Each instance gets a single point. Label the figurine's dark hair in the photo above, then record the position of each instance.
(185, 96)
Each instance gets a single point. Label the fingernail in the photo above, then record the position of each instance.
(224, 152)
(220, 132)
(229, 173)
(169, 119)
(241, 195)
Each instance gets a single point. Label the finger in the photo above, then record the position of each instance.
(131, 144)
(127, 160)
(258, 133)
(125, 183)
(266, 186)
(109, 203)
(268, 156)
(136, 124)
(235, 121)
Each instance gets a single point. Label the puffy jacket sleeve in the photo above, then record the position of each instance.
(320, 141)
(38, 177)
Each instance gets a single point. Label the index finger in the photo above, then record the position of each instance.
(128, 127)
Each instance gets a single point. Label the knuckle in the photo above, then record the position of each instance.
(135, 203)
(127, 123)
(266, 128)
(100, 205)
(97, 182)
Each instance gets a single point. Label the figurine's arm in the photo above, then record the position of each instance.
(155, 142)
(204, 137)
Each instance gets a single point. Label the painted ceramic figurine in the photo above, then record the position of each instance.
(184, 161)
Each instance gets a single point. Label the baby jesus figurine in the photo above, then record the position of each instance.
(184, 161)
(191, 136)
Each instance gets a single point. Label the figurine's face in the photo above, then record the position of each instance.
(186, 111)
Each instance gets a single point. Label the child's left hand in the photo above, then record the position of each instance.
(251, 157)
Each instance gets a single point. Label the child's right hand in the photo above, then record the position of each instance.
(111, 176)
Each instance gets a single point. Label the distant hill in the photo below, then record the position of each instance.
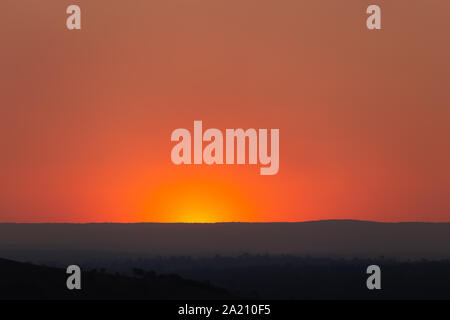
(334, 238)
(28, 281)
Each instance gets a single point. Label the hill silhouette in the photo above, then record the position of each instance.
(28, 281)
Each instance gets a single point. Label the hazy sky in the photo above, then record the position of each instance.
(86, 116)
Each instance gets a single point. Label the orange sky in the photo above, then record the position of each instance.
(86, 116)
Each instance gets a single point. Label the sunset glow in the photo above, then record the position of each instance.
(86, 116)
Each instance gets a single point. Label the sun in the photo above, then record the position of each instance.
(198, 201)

-*-*-

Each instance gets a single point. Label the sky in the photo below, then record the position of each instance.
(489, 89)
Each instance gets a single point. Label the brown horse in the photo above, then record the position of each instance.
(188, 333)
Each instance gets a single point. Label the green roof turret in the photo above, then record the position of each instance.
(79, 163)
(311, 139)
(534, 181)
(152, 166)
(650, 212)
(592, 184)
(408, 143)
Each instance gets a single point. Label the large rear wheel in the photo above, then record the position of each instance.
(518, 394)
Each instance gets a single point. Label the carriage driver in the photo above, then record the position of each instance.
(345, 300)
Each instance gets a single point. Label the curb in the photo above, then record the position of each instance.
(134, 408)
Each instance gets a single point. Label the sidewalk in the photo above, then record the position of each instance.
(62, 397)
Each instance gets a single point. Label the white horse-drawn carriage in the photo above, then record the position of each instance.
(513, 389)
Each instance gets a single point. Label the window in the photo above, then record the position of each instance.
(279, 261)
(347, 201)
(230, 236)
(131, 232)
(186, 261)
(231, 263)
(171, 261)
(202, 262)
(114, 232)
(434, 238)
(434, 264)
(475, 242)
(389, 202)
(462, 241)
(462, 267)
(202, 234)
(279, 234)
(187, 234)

-*-*-

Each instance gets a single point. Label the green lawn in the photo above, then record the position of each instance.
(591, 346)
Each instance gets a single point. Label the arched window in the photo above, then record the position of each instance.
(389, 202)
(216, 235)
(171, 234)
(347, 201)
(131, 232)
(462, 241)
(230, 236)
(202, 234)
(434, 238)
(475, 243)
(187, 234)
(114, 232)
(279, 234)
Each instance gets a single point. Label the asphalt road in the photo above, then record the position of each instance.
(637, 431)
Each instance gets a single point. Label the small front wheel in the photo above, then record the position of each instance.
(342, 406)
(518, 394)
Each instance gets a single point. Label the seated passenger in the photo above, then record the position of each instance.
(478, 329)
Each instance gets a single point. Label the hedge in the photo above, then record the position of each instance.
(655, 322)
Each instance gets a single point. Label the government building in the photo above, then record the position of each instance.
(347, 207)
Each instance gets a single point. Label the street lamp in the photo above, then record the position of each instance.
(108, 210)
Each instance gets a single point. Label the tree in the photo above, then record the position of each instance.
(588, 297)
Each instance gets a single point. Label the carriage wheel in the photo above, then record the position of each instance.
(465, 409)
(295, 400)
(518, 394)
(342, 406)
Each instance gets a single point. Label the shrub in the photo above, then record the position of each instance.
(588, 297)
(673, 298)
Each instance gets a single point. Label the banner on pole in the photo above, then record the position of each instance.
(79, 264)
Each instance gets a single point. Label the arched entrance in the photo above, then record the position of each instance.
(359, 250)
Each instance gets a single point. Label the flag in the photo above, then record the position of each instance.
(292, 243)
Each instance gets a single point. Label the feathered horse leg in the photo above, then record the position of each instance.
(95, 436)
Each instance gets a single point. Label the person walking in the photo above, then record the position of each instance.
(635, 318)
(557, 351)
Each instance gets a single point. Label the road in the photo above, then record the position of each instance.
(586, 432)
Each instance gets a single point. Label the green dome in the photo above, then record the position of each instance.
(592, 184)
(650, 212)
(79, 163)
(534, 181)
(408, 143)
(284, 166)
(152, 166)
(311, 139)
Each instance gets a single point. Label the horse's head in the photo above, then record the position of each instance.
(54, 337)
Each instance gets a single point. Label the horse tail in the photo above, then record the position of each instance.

-*-*-

In the listing above, find the line with "Each instance gets a single point. Label the road" and the line with "Each instance gets a single point. Label the horse tail", then print exactly those lines and every line between them.

• [Solution to the problem]:
Each instance gets a single point. Label the road in the photo above, then record the position of each instance.
(586, 432)
Each instance gets a single point. Label the green dome in the photo above, then record the position of each instance.
(592, 184)
(650, 212)
(79, 163)
(534, 181)
(408, 143)
(284, 166)
(152, 166)
(311, 139)
Each instance gets a single point. Label the horse's head in the photo above, then record the position of each instance.
(54, 337)
Each instance gets a single point. Label the horse tail in the photo above, then record the position of each instance.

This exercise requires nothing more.